## [Set task]
Output the items below as a Markdown table with two columns, Number and Record line, putting each nonblank line in its own row with its line number.

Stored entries

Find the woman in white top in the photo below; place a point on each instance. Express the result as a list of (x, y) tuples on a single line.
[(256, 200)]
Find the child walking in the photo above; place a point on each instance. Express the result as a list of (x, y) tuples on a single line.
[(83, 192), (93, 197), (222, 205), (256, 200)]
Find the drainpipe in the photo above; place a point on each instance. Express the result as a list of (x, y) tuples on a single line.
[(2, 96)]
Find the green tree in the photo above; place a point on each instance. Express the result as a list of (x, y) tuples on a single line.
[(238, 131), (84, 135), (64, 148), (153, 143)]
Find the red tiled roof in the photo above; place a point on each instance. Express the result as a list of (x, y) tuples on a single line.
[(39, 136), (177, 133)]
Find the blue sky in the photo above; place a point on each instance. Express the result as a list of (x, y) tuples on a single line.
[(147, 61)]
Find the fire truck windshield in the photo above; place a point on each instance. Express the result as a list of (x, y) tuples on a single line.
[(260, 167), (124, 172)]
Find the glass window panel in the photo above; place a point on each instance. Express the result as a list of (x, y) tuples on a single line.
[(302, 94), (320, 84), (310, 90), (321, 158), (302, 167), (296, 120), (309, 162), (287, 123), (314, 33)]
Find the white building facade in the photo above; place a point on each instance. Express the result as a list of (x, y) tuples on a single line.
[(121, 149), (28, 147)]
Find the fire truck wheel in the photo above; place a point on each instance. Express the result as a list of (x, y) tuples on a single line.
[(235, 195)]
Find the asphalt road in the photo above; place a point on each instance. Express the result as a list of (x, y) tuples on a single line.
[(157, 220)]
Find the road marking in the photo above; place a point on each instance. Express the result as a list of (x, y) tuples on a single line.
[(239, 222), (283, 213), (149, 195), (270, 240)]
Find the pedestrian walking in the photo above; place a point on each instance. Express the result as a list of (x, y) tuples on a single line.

## [Output of the task]
| Number | Record line |
|---|---|
| 1 | Find the woman in white top in the photo below; place a point on each instance. Express the result as a list of (x, y) tuples on a single line. |
| 2 | [(256, 200)] |
| 3 | Find the child walking in the photo above; place a point on each instance. Express the result as a list of (x, y) tuples on a single line. |
| 4 | [(83, 192), (93, 197), (222, 205), (256, 200)] |
| 5 | Find the drainpipe in the photo above; place a point on each instance. Express the result as a list of (x, y) tuples on a single line. |
| 6 | [(2, 96)] |
| 7 | Find the green tree in the photo above; place a point on each instance. Express the result as a list of (x, y) tuples on a single line. |
| 8 | [(238, 131), (84, 135), (64, 148), (153, 143)] |
| 9 | Find the red tiled roof in the photo above; place a point on each instance. Express the result as a list of (x, y) tuples on a single line. |
| 10 | [(39, 136), (177, 133)] |
| 11 | Find the blue sky in the photo above; place a point on each instance. Express the result as a list of (x, y) tuples on a single line. |
| 12 | [(147, 61)] |
| 13 | Find the fire truck windshield in the photo above; place a point on each instance. Express the result as a list of (x, y) tuples on a single line. |
| 14 | [(260, 167), (124, 172)] |
| 15 | Find the glass window panel in the photo above; place a point on each instance. Express the result as a list of (x, y) tuples on a single line. |
| 16 | [(302, 94), (320, 84), (310, 90), (321, 158), (302, 167), (296, 120), (309, 162), (287, 123), (314, 33)] |
| 17 | Find the white building facade in the photo above; place a point on each instance. Express the result as a list of (x, y) tuples on a single line. |
| 18 | [(121, 149), (28, 147)] |
| 19 | Find the fire truck wheel in the photo above; place a point on each instance. Express the result as a list of (x, y) tuples on a single line. |
| 20 | [(235, 195)] |
| 21 | Find the asphalt road in the photo above; place a point on each instance. Express the result as a list of (x, y) tuples on a single line. |
| 22 | [(157, 220)] |
| 23 | Find the road marking in the photo above; place a point on each instance. Express the result as a list of (x, y) tuples on a single line. |
| 24 | [(239, 222), (283, 213), (149, 195), (270, 240)] |
| 25 | Find the pedestrian walking in the photo above; place a point on each instance. Express the result as a list of (x, y) tuples on a single line. |